== Exercise directions ==
Write out the data below word for word, omitting the pictures.

◆ ◆ ◆

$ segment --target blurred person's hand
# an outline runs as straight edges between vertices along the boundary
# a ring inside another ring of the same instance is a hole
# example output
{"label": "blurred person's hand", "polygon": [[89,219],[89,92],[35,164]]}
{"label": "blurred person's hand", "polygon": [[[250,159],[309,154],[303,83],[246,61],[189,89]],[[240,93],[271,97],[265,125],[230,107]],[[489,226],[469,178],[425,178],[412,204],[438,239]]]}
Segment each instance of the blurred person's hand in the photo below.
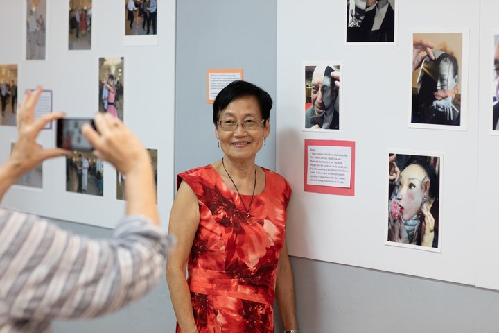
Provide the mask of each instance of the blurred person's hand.
{"label": "blurred person's hand", "polygon": [[64,113],[53,112],[35,121],[35,107],[41,94],[41,87],[34,92],[28,90],[19,108],[17,141],[8,161],[15,166],[17,176],[31,170],[45,160],[69,153],[62,148],[44,149],[36,142],[38,135],[47,123],[64,117]]}
{"label": "blurred person's hand", "polygon": [[82,133],[94,146],[94,154],[128,175],[144,165],[150,168],[150,157],[139,139],[119,119],[108,113],[98,113],[94,120],[97,131],[90,124],[82,127]]}

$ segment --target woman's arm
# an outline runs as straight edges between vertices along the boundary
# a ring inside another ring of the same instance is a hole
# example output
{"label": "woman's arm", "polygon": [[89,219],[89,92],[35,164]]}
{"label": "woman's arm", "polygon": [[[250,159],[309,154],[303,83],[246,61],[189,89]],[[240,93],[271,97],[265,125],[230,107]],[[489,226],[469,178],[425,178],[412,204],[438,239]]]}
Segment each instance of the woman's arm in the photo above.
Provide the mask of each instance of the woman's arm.
{"label": "woman's arm", "polygon": [[297,329],[295,311],[295,287],[291,262],[288,255],[286,241],[281,250],[277,264],[276,300],[286,330]]}
{"label": "woman's arm", "polygon": [[177,321],[183,333],[198,332],[186,268],[199,220],[198,198],[189,185],[182,182],[170,214],[168,232],[177,237],[177,243],[166,261],[166,282]]}

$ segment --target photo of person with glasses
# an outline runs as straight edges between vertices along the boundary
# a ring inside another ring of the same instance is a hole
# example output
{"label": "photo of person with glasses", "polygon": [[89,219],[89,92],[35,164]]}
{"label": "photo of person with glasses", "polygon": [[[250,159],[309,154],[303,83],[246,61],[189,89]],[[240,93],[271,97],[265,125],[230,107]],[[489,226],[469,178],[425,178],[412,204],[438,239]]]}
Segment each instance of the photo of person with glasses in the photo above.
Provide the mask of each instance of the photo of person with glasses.
{"label": "photo of person with glasses", "polygon": [[177,246],[166,265],[177,332],[273,333],[274,298],[286,330],[298,332],[286,243],[291,189],[255,164],[272,105],[260,87],[229,84],[213,106],[223,157],[177,176],[169,223]]}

◆ ◆ ◆

== Exercise output ==
$ segment --target blurred person's hand
# an outline runs as straight edges between vertices along the boundary
# a ring inside another ring of the same instance is a hole
# example output
{"label": "blurred person's hand", "polygon": [[89,219],[89,92],[35,164]]}
{"label": "blurred person's hand", "polygon": [[[250,159],[309,154],[303,83],[246,61],[189,89]],[[240,93],[271,97],[265,125],[230,107]],[[489,226],[469,178],[425,178],[412,204],[438,239]]]}
Segment each instance of the blurred person's hand in the photo below.
Provide the mask of each instance of the blurred person's hand.
{"label": "blurred person's hand", "polygon": [[64,113],[53,112],[35,121],[35,107],[41,94],[41,87],[34,92],[28,90],[19,108],[17,141],[8,161],[15,166],[17,176],[31,170],[45,160],[69,153],[62,148],[44,149],[36,142],[38,135],[47,123],[64,117]]}
{"label": "blurred person's hand", "polygon": [[82,133],[94,146],[94,154],[128,175],[144,165],[150,168],[150,157],[139,139],[119,119],[108,113],[98,113],[94,120],[97,131],[90,124],[82,127]]}

$ segment --target woman's arm
# an outline runs as straight edges between vertices along the boundary
# a ring inside another ring of the same instance is a hole
# example output
{"label": "woman's arm", "polygon": [[89,219],[89,92],[35,164]]}
{"label": "woman's arm", "polygon": [[[250,159],[309,154],[303,83],[246,61],[189,89]],[[240,93],[271,97],[265,125],[230,107]],[[489,226],[469,178],[425,178],[412,204],[438,239]]]}
Segment each instance of the woman's arm in the photo above.
Provide the mask of each instance of the woman's arm.
{"label": "woman's arm", "polygon": [[297,329],[295,311],[295,287],[291,262],[288,255],[286,241],[281,250],[277,264],[276,300],[286,330]]}
{"label": "woman's arm", "polygon": [[177,321],[183,333],[198,332],[186,268],[199,220],[198,198],[189,185],[182,182],[170,214],[168,232],[177,237],[177,243],[166,261],[166,282]]}

$ segment --target photo of person with glasses
# an outline runs as straight edges between vertices along the boundary
# a ring inside another ring of the same instance is a hole
# example output
{"label": "photo of person with glasses", "polygon": [[89,219],[89,92],[35,164]]}
{"label": "photo of person with glasses", "polygon": [[[250,159],[309,154],[303,83],[246,61],[189,89]],[[240,93],[271,97],[265,125],[230,107]],[[489,226],[469,178],[425,178],[412,204],[438,239]]]}
Segment each instance of the photo of person with glasses in the photo above.
Provide the mask of each instance of the photo of person with glasses.
{"label": "photo of person with glasses", "polygon": [[177,246],[166,265],[177,332],[273,333],[274,298],[286,330],[298,332],[286,243],[291,189],[255,164],[272,105],[260,87],[229,84],[213,106],[223,157],[177,176],[169,223]]}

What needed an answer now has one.